A run of records>
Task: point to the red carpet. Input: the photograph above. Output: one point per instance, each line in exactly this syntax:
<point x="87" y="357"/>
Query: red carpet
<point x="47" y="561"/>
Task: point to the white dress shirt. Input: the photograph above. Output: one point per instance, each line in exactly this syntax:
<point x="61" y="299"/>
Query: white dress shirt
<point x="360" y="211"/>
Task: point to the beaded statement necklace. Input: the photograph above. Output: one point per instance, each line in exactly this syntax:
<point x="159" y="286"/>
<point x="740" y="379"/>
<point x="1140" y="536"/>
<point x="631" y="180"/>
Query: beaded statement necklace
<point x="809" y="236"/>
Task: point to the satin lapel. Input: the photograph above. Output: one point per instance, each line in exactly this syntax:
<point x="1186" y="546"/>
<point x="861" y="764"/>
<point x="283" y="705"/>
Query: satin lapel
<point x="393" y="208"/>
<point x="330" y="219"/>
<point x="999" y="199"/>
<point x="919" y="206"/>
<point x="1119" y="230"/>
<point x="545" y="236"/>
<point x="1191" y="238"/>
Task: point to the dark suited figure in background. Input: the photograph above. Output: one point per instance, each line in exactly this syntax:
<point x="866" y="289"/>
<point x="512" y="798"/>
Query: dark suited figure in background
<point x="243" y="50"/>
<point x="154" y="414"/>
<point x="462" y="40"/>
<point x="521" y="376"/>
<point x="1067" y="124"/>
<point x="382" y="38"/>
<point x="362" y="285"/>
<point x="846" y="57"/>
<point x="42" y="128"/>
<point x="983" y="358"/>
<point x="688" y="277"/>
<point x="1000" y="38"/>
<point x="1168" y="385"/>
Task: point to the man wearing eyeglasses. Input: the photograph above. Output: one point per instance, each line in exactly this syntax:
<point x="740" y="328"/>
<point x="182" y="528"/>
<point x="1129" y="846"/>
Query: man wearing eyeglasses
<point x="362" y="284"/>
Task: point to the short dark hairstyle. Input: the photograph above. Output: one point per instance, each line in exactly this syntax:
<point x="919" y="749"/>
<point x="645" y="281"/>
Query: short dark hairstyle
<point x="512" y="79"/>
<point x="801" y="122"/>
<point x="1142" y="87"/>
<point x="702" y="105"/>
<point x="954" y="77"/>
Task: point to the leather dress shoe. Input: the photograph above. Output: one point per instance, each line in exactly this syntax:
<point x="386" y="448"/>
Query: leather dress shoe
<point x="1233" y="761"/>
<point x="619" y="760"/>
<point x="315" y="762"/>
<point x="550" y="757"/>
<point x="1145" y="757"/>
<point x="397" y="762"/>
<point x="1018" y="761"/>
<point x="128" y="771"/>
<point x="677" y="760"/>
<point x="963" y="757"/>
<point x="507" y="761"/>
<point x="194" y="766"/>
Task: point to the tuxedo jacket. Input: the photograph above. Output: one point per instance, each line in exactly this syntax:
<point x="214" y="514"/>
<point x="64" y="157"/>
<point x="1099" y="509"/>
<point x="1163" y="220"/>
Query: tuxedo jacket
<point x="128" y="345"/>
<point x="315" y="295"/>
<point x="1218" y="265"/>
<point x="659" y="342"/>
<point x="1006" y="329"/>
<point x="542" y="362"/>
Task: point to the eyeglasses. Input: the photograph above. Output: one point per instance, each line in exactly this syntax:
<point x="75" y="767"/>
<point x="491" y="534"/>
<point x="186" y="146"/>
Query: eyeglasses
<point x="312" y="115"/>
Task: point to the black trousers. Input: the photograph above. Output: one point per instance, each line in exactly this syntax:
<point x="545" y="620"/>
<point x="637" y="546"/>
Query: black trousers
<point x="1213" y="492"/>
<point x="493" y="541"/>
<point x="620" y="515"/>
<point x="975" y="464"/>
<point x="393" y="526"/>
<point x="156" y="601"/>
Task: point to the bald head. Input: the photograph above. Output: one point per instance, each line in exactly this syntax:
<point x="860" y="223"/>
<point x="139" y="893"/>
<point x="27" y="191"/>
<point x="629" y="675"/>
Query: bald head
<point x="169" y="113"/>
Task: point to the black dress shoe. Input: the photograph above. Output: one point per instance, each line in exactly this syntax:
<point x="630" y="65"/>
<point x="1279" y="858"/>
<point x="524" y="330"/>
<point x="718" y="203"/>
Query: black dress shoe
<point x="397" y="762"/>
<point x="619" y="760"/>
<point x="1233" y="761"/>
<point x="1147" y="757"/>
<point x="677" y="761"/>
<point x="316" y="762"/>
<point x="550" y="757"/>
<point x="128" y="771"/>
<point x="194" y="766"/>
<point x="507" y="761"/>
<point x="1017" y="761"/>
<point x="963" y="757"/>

Exercise description> From the line holding "Task: point to the bald" through the last line above, reproduce each line exactly and add nothing.

The completed task>
Task: point to the bald head. Input: the photograph above. Output: one point per instance, each line in exactly this syntax:
<point x="860" y="223"/>
<point x="139" y="893"/>
<point x="27" y="191"/>
<point x="629" y="675"/>
Query: bald head
<point x="169" y="113"/>
Task: point to the black dress shoe. Input: the photograph above. Output: one point per instance, each line in exactly this syntax:
<point x="630" y="65"/>
<point x="1279" y="858"/>
<point x="524" y="330"/>
<point x="718" y="203"/>
Query: black dress shoe
<point x="397" y="762"/>
<point x="619" y="760"/>
<point x="1233" y="761"/>
<point x="1147" y="757"/>
<point x="677" y="761"/>
<point x="316" y="762"/>
<point x="550" y="757"/>
<point x="128" y="771"/>
<point x="194" y="766"/>
<point x="507" y="761"/>
<point x="1017" y="761"/>
<point x="963" y="757"/>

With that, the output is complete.